ECLI:NL:RBSGR:2007:BA3560

Rechtbank 's-Gravenhage

Datum uitspraak
8 maart 2007
Publicatiedatum
5 april 2013
Zaaknummer
578714 \ CV EXPL 06-3261
Instantie
Rechtbank 's-Gravenhage
Type
Uitspraak
Rechtsgebied
Civiel recht
Procedures
  • Eerste aanleg - enkelvoudig
Rechters
Vindplaatsen
  • Rechtspraak.nl
AI samenvatting door LexboostAutomatisch gegenereerd

Beroep op rechtsverwerking in civiele procedure tussen UWV en gedaagde

In deze civiele procedure, aangespannen door het Uitvoeringsinstituut Werknemersverzekeringen (UWV) tegen een gedaagde, heeft de kantonrechter op 8 maart 2007 uitspraak gedaan. De zaak betreft een beroep op rechtsverwerking door de gedaagde, die zich beroept op het feit dat UWV na een brief van 19 september 2002 tot december 2005 niets van zich heeft laten horen. De gedaagde, die in juli 1998 zijn bedrijf heeft beëindigd, stelt dat hij in de veronderstelling verkeerde dat hij zijn verplichtingen naar behoren had afgehandeld. Hij heeft geen originele facturen meer en kan de openstaande bedragen niet verifiëren, wat zijn verweer bemoeilijkt.

============================================================

Takenlijst
1 > Beantwoord de volgende vragen over de brontekst.
(a) Welk zaaknummer heeft de zaak?
(b) Op welke datum is de uitspraak gepubliceerd?
(c) In welke maand en welk jaar heeft de gedaagde zijn bedrijf beëindigd?
2 > Neem alle rijen die hieronder volgen woordelijk over en laat daarbij de afbeeldingen weg.

============================================================

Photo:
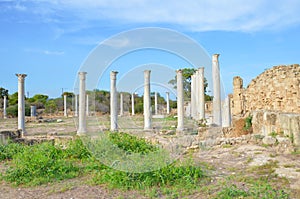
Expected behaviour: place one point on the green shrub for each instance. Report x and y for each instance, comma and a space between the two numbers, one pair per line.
38, 164
131, 144
185, 175
7, 151
12, 111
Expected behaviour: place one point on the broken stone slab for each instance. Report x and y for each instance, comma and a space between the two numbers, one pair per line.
268, 140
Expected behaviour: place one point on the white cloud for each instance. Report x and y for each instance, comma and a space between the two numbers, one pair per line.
228, 15
46, 52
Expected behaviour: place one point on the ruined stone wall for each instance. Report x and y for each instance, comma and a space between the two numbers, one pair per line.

============================================================

Opgeloste opgaven
1 >
(a) 578714 \ CV EXPL 06-3261
(b) 5 april 2013
(c) Juli 1998

2 >
Photo:
Expected behaviour: place one point on the green shrub for each instance. Report x and y for each instance, comma and a space between the two numbers, one pair per line.
38, 164
131, 144
185, 175
7, 151
12, 111
Expected behaviour: place one point on the broken stone slab for each instance. Report x and y for each instance, comma and a space between the two numbers, one pair per line.
268, 140
Expected behaviour: place one point on the white cloud for each instance. Report x and y for each instance, comma and a space between the two numbers, one pair per line.
228, 15
46, 52
Expected behaviour: place one point on the ruined stone wall for each instance. Report x and y for each instance, comma and a space between the two numbers, one pair per line.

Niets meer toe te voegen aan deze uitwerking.